Robust projections of climate impacts on crop growth underpinned by process-based models6, 7 are fundamental in the quest to design effective and credible systems-based adaptations that minimise down-side risk associated with future climates8, 9, 10. Application of such models enables consideration of nonlinear and integrated crop responses to environmental, genetic and management conditions7, 11, supporting the development of socially-acceptable and profitable climate change adaptation and/or greenhouse gas emissions mitigation strategies12, 13, 14. However, while the overwhelming majority of previous climate change assessments have used a lens that has been focused on either drought, heat or gradual climate change1, 15, 16, 17, our knowledge of the impacts of soil waterlogging on crop growth is very much in its infancy18, 19, 20.
Globally, around 27% of cultivated lands are impacted by flooding each year, with annual costs of flood damage over the last half century reaching a headline value of US$19 billion 21 22, 23, 24. Intensification of the global water cycle driven by the climate crisis would appear to be driving a higher prevalence of waterlogging, placing pressure on use of economic, natural and social capital 20 . While genotype (G) × environment (E) × management (M) studies pertaining to climate change adaptation abound 25, 26, 27, 28 29, 30, such work is often not conducted in a way that facilitates scaling (to other regions) or transference (to other studies). Here, we develop a new approach for assimilating manifold results from crop models into common, discrete sets of groups. These groups - characterised by daily stress trajectories plotted over the crop lifecycle as a function of phenology – invoke plant stress, because perceived stress represents an integrated measure of biomass, canopy leaf area, cumulative water supply, vapor pressure deficit and several other factors interacting across an atmosphere-plant-soil continuum. As such, plant stress has long been a ubiquitous target for quantification and manipulation in molecular, breeding and agronomic studies 31, 32, 33 .

• _EXERCISES TO COMPLETE_:
a: List the factors that the passage on crop models and climate change names as being integrated by perceived plant stress.
b: Extend the passage on crop models and climate change with a few sentences that pick up after its final sentence.
These lines have no connection to the passage on crop models and climate change.

Saved entries

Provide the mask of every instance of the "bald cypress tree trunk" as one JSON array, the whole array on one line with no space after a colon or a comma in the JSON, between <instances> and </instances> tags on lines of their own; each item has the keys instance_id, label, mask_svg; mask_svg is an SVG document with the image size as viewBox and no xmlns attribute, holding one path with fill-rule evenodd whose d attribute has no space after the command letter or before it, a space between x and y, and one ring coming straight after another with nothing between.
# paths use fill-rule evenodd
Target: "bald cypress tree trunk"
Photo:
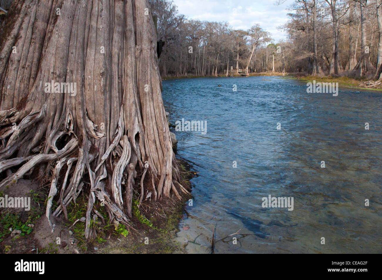
<instances>
[{"instance_id":1,"label":"bald cypress tree trunk","mask_svg":"<svg viewBox=\"0 0 382 280\"><path fill-rule=\"evenodd\" d=\"M53 163L47 217L67 218L66 206L88 183L87 238L97 200L112 219L131 225L137 174L158 199L172 191L180 198L148 1L15 0L6 17L0 191ZM59 206L52 212L53 199Z\"/></svg>"}]
</instances>

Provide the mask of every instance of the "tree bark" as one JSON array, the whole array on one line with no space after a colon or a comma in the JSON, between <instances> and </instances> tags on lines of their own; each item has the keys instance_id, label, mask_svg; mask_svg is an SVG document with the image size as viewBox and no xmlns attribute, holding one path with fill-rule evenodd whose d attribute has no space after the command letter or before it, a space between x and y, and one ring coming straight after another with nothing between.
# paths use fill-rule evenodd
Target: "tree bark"
<instances>
[{"instance_id":1,"label":"tree bark","mask_svg":"<svg viewBox=\"0 0 382 280\"><path fill-rule=\"evenodd\" d=\"M51 186L52 193L60 190L53 214L66 216L88 182L89 226L97 200L112 220L131 226L134 178L144 165L159 199L171 191L178 197L148 2L15 0L12 7L0 39L0 136L6 143L0 165L4 170L12 158L32 157L0 182L0 190L40 163L57 162L58 170L66 164L70 179ZM73 83L76 91L62 86L49 92L52 81ZM39 154L34 151L40 145ZM50 211L47 207L48 219Z\"/></svg>"},{"instance_id":2,"label":"tree bark","mask_svg":"<svg viewBox=\"0 0 382 280\"><path fill-rule=\"evenodd\" d=\"M366 73L374 70L369 60L370 54L366 39L366 0L358 0L361 7L361 57L354 68L354 73L357 76L362 76Z\"/></svg>"}]
</instances>

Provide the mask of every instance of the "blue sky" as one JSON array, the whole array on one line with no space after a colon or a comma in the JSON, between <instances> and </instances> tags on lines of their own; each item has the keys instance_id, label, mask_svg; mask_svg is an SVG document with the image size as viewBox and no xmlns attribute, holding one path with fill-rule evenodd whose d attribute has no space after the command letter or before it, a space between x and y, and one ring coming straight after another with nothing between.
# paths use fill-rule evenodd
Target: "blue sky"
<instances>
[{"instance_id":1,"label":"blue sky","mask_svg":"<svg viewBox=\"0 0 382 280\"><path fill-rule=\"evenodd\" d=\"M277 28L288 20L286 10L293 0L280 6L275 0L173 0L179 13L189 19L227 21L233 28L246 30L258 23L277 42L285 38Z\"/></svg>"}]
</instances>

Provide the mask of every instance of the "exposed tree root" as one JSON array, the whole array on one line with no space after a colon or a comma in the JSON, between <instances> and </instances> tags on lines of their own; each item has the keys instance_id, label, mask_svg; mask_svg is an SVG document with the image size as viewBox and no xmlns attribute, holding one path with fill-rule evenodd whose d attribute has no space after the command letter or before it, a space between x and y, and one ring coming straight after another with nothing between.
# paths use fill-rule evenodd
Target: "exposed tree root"
<instances>
[{"instance_id":1,"label":"exposed tree root","mask_svg":"<svg viewBox=\"0 0 382 280\"><path fill-rule=\"evenodd\" d=\"M110 222L134 230L140 181L140 205L145 190L155 200L180 198L149 6L147 0L14 1L19 17L2 30L9 40L0 39L0 191L34 170L49 178L53 229L52 216L68 219L81 192L88 195L80 219L86 238L96 235L92 219L105 223L97 201ZM75 83L76 91L47 91L52 81Z\"/></svg>"}]
</instances>

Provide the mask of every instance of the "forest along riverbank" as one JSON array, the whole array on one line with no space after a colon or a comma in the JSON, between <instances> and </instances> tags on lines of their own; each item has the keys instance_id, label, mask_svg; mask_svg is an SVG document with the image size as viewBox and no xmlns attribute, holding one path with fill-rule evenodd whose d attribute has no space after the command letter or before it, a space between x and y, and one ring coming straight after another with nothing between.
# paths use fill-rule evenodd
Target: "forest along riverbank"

• _ANSWER SET_:
a: Biomass, canopy leaf area, cumulative water supply, and vapor pressure deficit.

b:
While GxExM factorial studies are useful, attempts to interpret results using the association between management interventions and maturity biomass or yield34 can make it difficult to derive functional, rationally-bounded35 insights across all of the interventions deployed. In contrast, we suggest that crop stress patterns characterised as a function of phenology are limited in type; when grouped across an entire factorial analysis, such relationships can be aggregated into common groups and recurrence intervals, even though individual stress trajectories may appear unique. To standardize contrasts across treatments, we grouped waterlogging stress as a function of phenology. We focus on waterlogging stress and barley as case studies, but the principles could be generically applied to any crop or biological variable. A fundamental contribution of our approach is the ability to functionally categorize big datasets. Armed with knowledge of stress prevalence and typology using this method, decision-makers can more intuitively identify the most appropriate adaptation within their target stress pattern, but can also transfer adaptations across regions within any given stress type33, 36.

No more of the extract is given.